## TASK DESCRIPTION
Every line in the listing is to be echoed verbatim.

## DATA FOR THE TASK
/---

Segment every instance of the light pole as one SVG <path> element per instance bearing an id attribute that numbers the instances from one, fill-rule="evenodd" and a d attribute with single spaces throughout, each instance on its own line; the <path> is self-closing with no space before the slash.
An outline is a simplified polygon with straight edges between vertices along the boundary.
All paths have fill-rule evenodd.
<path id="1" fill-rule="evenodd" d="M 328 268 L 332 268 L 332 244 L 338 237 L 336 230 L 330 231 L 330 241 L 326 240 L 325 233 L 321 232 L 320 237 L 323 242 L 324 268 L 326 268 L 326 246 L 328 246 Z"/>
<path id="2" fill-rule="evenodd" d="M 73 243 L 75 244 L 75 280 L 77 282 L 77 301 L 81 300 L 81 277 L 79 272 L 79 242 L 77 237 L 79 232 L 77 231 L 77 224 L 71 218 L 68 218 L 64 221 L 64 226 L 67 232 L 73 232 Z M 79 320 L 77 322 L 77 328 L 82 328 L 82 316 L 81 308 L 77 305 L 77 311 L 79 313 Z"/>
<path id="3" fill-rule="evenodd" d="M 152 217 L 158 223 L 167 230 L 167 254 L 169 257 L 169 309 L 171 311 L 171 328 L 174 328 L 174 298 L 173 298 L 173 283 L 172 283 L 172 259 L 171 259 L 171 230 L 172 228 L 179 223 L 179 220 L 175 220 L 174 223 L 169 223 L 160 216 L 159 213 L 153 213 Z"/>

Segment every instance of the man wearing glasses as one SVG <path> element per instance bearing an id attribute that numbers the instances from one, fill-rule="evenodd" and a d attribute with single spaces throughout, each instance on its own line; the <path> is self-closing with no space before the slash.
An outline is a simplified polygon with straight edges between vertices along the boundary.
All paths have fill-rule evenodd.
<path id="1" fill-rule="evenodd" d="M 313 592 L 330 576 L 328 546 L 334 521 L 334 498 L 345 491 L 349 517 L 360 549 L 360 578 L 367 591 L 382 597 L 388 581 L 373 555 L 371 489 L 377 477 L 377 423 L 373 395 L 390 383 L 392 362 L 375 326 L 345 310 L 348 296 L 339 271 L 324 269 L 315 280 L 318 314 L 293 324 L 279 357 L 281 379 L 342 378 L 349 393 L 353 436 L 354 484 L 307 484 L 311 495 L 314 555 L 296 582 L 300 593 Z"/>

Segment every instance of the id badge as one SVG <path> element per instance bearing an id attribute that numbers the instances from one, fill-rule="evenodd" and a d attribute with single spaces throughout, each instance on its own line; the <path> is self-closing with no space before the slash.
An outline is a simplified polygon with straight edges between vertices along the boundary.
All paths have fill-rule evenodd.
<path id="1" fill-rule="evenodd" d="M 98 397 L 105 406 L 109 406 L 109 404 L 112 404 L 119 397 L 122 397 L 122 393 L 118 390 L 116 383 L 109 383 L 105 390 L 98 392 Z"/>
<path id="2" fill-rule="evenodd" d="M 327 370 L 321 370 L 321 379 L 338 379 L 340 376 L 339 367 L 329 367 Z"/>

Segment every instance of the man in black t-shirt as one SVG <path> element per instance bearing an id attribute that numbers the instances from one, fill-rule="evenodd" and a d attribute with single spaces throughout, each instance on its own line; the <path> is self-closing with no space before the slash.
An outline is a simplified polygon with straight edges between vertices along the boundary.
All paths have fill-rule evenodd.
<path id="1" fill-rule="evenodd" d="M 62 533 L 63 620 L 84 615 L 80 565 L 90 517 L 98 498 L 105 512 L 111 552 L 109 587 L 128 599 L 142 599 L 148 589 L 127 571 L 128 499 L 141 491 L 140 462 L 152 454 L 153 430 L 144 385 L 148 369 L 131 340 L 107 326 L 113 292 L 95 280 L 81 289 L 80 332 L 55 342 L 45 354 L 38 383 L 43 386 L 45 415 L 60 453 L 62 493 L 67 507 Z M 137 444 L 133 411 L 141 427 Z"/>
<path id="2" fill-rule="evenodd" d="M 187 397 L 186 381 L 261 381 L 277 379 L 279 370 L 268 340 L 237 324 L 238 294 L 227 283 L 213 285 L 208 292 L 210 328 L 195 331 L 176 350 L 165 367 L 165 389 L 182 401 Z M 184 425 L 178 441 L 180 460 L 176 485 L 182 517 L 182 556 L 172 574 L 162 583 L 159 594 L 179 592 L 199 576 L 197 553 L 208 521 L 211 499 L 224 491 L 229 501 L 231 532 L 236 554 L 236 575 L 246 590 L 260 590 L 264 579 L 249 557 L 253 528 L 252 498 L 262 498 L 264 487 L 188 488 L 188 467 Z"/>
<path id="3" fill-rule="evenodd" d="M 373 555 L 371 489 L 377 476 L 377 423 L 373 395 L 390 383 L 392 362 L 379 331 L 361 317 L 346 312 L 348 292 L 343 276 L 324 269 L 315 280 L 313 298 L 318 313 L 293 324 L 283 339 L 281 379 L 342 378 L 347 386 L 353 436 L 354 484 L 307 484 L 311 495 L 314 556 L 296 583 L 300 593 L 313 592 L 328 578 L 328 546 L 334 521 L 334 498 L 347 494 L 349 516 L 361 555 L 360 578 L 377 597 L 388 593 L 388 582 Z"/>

\---

## SOLUTION
Segment every instance of the light pole as one SVG <path> element per instance bearing an id attribute that numbers the instances from one, fill-rule="evenodd" and a d attribute with single spaces throughout, each instance on its own line; the <path> is self-closing with no space before the slash.
An outline is a simplified polygon with straight edges between vertices along the boundary.
All paths have fill-rule evenodd.
<path id="1" fill-rule="evenodd" d="M 328 268 L 332 268 L 332 244 L 338 237 L 336 230 L 330 231 L 330 241 L 326 240 L 325 233 L 321 232 L 320 237 L 323 242 L 324 268 L 326 268 L 326 246 L 328 246 Z"/>
<path id="2" fill-rule="evenodd" d="M 73 243 L 75 244 L 75 280 L 77 282 L 77 301 L 81 300 L 81 277 L 79 272 L 79 242 L 77 237 L 79 232 L 77 231 L 77 224 L 71 218 L 68 218 L 64 221 L 64 226 L 67 232 L 73 232 Z M 79 320 L 77 322 L 77 328 L 82 328 L 82 316 L 81 308 L 77 305 L 77 311 L 79 313 Z"/>
<path id="3" fill-rule="evenodd" d="M 152 217 L 158 223 L 167 230 L 167 254 L 169 257 L 169 309 L 171 311 L 171 328 L 174 328 L 174 298 L 173 298 L 173 283 L 172 283 L 172 259 L 171 259 L 171 230 L 172 228 L 179 223 L 179 220 L 175 220 L 174 223 L 169 223 L 160 216 L 159 213 L 153 213 Z"/>

Segment every instance of the man wearing glasses as one SVG <path> element per instance bearing an id attribute that numbers the instances from one, fill-rule="evenodd" and a d attribute with single spaces throughout, each instance on its own line; the <path> is self-closing with no space before the slash.
An outline is a simplified polygon with straight edges between vertices along the boundary.
All paths have fill-rule evenodd.
<path id="1" fill-rule="evenodd" d="M 313 592 L 330 576 L 328 546 L 334 521 L 334 498 L 345 491 L 349 517 L 360 549 L 360 578 L 367 591 L 382 597 L 388 581 L 373 555 L 371 489 L 377 477 L 377 423 L 373 395 L 390 383 L 392 362 L 375 326 L 345 310 L 348 296 L 339 271 L 324 269 L 315 280 L 318 314 L 293 324 L 279 357 L 281 379 L 342 378 L 349 393 L 353 436 L 354 484 L 307 484 L 311 495 L 314 555 L 296 582 L 300 593 Z"/>

Segment every instance of the id badge as one SVG <path> element per instance bearing an id attribute that numbers the instances from one, fill-rule="evenodd" and a d attribute with single spaces throughout, each instance on its own line; the <path> is self-closing with no space before the slash.
An outline is a simplified polygon with straight edges between vertices along the boundary.
All paths have fill-rule evenodd.
<path id="1" fill-rule="evenodd" d="M 98 397 L 105 406 L 109 406 L 109 404 L 112 404 L 119 397 L 122 397 L 122 393 L 118 390 L 116 383 L 109 383 L 105 390 L 98 392 Z"/>
<path id="2" fill-rule="evenodd" d="M 327 370 L 321 370 L 321 379 L 338 379 L 340 376 L 339 367 L 329 367 Z"/>

Segment every instance of the man in black t-shirt as one SVG <path> element per instance bearing an id attribute that numbers the instances from one, fill-rule="evenodd" and a d attribute with single spaces throughout, each instance on its own line; the <path> is self-closing with no space before the slash.
An outline is a simplified polygon with straight edges between vertices along the boundary.
All paths have fill-rule evenodd.
<path id="1" fill-rule="evenodd" d="M 62 533 L 63 620 L 84 615 L 80 565 L 90 517 L 98 498 L 105 512 L 111 552 L 109 587 L 128 599 L 142 599 L 148 589 L 127 571 L 128 499 L 141 491 L 140 462 L 152 454 L 153 430 L 144 385 L 148 369 L 131 340 L 107 326 L 113 292 L 95 280 L 81 289 L 80 332 L 55 342 L 45 354 L 38 383 L 43 386 L 45 415 L 60 453 L 62 493 L 67 507 Z M 137 444 L 133 411 L 141 427 Z"/>
<path id="2" fill-rule="evenodd" d="M 187 397 L 186 381 L 261 381 L 277 379 L 279 370 L 268 340 L 237 324 L 238 294 L 227 283 L 213 285 L 208 292 L 210 328 L 195 331 L 176 350 L 165 367 L 165 389 L 182 401 Z M 184 425 L 178 441 L 180 460 L 176 485 L 182 517 L 182 556 L 172 574 L 162 583 L 159 594 L 179 592 L 199 576 L 197 553 L 208 521 L 211 499 L 224 491 L 229 501 L 231 532 L 236 554 L 236 575 L 246 590 L 260 590 L 264 579 L 249 557 L 253 528 L 252 498 L 262 498 L 264 487 L 188 488 L 188 467 Z"/>
<path id="3" fill-rule="evenodd" d="M 373 555 L 371 489 L 377 476 L 377 423 L 373 395 L 390 383 L 392 362 L 379 331 L 361 317 L 346 312 L 348 292 L 343 276 L 324 269 L 315 280 L 313 298 L 318 313 L 293 324 L 283 339 L 281 379 L 342 378 L 347 386 L 353 436 L 354 484 L 307 484 L 311 495 L 314 556 L 296 583 L 300 593 L 313 592 L 328 578 L 328 546 L 334 521 L 334 498 L 347 494 L 349 516 L 361 555 L 360 578 L 377 597 L 388 593 L 388 582 Z"/>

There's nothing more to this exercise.